# [EXTRAIT DU DOCUMENT]
+ + + + +

BCE : l’histoire de Robin des Bois et de ses joyeux compagnons

Souvent, en entendant certains hauts responsables nous pensons nous retrouver dans un conte de fées, la mythologie grecque ou la légende populaire. C’est bien le cas avec la Banque Centrale Européenne qui apparait souvent à la une de l’actualité de ces derniers mois. En écoutant les intervenants de haut niveau de la BCE nous pouvons imaginer la sombre forêt de Sherwood, d’où Robin des Bois avec ses joyeux compagnons menait sa bataille pour ce que nous pouvons appeler aujourd’hui la justice sociale.

Comment pourrait-il en être autrement, car la page de l’accueil du site de la BCE le proclame haut et fort : « Notre mission au service des citoyens européens consiste à maintenir la stabilité des prix et à sauvegarder la valeur de l’euro… La BCE œuvre au service des citoyens européens et est formellement responsable devant eux par l’intermédiaire du Parlement européen».

Par ailleurs, les missions du Système européen de banques centrales (SEBC) et de l’Eurosystème sont définies dans le traité sur le fonctionnement de l’Union européenne. L’article 3 du traité indique ses objectifs parmi lesquels figurent « le développement durable de l’Europe fondé sur une croissance économique équilibrée et sur la stabilité des prix et une économie sociale de marché hautement compétitive, qui tend au plein emploi et au progrès social » – le monde est beau.

Sauf que Mario Draghi et son équipe de joyeux compagnons semblent faire tout à l’envers. Normalement, ils devraient imiter Robin des Bois et prendre un peu aux riches afin de redistribuer au reste de la population. Au lieu de cela ils ont mis en place un programme qui vide les poches du citoyen lambda et qui redistribue le butin aux plus riches, tout au nom du sauvetage de l’économie de la zone euro. Tout comme les autres Banques Centrales l’ont fait depuis 2009.

+ + + + +

# [CONSIGNE]
Relevez tous les types de récits dans lesquels, selon l'extrait sur la BCE, on croit se retrouver en entendant certains hauts responsables.

+ + + + +

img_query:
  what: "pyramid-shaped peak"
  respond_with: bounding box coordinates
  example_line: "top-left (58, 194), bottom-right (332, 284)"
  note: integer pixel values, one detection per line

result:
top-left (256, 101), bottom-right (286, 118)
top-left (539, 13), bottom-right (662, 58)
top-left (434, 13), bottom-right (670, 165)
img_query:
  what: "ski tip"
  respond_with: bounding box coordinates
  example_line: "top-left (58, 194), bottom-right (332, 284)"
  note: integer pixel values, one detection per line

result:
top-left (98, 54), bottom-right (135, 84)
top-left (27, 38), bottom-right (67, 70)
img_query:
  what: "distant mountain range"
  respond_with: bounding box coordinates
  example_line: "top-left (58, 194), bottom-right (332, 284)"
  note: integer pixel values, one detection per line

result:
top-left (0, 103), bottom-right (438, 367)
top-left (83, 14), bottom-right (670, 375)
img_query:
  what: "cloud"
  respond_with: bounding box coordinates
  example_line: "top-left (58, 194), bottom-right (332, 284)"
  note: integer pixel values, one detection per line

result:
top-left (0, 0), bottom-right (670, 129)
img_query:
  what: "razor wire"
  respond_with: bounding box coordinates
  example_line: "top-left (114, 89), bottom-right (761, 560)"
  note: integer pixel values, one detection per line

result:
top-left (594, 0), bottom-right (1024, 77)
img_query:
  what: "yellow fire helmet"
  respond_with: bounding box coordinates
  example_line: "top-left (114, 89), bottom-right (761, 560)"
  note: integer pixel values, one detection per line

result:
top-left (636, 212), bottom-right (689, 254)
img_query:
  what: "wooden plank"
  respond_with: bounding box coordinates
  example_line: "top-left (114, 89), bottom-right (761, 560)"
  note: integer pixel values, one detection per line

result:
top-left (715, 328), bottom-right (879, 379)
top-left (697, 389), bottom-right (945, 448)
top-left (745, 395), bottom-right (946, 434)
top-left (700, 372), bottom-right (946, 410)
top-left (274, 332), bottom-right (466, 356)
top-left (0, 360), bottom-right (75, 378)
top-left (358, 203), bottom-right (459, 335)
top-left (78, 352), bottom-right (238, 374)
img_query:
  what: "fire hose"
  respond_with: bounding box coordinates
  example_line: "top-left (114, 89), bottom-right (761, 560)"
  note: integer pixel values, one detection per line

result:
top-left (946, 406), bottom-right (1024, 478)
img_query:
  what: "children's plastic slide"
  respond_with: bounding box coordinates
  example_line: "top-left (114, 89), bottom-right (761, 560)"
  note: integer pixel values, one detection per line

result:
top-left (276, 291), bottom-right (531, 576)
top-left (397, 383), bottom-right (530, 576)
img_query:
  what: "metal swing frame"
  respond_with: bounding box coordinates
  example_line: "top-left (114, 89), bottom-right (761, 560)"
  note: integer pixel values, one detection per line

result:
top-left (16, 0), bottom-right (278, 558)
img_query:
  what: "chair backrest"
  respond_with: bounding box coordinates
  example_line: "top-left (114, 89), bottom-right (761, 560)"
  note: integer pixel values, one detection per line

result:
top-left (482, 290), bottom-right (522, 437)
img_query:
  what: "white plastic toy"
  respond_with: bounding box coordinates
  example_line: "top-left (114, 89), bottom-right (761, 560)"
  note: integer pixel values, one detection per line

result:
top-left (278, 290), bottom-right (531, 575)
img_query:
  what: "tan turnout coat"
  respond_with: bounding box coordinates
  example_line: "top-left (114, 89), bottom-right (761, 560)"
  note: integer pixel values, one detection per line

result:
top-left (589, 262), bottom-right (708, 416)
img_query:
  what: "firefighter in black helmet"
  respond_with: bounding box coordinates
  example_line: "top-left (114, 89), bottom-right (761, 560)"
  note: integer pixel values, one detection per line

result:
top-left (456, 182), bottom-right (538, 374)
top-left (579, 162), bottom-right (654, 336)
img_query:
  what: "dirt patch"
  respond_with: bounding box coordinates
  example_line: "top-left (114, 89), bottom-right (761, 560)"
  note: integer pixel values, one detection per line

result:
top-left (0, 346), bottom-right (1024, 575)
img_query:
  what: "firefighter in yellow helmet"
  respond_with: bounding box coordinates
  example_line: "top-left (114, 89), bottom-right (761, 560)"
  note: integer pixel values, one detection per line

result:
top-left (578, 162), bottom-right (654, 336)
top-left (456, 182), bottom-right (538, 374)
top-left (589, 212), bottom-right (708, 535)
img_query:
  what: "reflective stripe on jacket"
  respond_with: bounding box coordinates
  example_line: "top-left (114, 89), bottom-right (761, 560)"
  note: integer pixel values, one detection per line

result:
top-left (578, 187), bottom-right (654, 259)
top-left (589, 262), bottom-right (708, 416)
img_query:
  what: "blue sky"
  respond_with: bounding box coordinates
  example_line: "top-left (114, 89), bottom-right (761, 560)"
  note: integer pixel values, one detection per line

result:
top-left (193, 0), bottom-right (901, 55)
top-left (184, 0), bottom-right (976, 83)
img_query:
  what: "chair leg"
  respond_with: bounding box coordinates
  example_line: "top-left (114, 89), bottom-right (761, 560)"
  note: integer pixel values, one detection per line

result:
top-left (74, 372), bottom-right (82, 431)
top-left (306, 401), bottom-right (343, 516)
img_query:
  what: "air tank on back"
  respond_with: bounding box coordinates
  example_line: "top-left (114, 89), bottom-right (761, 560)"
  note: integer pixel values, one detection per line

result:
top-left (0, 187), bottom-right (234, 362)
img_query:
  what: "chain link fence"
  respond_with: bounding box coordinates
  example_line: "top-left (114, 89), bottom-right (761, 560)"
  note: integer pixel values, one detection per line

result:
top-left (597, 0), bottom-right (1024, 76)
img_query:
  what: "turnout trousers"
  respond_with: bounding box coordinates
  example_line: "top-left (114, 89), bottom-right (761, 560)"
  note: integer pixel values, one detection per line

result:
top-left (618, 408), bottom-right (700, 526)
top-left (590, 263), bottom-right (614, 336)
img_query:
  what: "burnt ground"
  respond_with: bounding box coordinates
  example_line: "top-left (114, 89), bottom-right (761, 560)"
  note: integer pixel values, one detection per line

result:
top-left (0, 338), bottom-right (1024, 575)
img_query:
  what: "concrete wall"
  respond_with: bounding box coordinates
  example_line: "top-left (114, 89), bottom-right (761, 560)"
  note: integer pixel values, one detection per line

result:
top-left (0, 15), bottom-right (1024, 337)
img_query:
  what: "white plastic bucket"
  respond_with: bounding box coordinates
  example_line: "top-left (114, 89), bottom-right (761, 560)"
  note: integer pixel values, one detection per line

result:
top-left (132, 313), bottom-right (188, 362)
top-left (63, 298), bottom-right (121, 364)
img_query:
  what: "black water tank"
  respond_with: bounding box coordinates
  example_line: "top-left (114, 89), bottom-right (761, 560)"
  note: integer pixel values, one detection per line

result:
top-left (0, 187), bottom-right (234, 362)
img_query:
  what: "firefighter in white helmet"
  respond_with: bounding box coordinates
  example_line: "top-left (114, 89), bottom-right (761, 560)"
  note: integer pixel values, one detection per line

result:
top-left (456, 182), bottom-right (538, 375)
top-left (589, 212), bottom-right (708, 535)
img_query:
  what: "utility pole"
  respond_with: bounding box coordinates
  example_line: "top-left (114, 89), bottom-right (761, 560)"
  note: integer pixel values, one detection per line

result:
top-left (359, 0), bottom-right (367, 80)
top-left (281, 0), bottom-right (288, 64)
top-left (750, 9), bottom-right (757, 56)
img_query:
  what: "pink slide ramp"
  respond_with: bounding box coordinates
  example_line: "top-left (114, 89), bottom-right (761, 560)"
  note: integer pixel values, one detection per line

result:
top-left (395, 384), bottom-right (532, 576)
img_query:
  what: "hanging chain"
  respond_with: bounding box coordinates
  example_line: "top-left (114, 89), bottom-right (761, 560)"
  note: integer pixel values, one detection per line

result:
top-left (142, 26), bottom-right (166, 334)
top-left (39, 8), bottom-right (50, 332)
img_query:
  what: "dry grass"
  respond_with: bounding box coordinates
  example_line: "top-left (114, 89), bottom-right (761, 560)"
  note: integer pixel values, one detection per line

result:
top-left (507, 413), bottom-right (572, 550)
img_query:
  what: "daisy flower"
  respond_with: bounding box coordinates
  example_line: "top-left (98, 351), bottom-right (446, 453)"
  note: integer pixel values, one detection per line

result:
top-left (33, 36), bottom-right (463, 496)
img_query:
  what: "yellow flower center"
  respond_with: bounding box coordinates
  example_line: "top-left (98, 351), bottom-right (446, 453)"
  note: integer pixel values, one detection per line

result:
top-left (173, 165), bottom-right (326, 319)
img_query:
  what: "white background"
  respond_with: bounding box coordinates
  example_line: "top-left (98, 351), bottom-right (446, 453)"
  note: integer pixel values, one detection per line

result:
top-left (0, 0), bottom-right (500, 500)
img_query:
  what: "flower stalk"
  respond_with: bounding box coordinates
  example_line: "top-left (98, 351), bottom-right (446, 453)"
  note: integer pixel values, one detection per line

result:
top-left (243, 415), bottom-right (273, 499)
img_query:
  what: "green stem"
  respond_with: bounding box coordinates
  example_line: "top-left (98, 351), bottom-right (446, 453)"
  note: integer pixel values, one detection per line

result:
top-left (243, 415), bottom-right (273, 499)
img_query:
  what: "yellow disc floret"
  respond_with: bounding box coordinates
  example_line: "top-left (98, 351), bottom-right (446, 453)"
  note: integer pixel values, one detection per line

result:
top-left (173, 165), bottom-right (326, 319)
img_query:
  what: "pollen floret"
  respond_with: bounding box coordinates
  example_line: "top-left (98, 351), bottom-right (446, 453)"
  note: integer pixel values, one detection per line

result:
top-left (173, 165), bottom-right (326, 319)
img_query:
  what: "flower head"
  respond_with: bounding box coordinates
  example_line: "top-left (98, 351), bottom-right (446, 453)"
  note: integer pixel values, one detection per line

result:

+ + + + +

# [RÉSULTAT FINAL]
- un conte de fées
- la mythologie grecque
- la légende populaire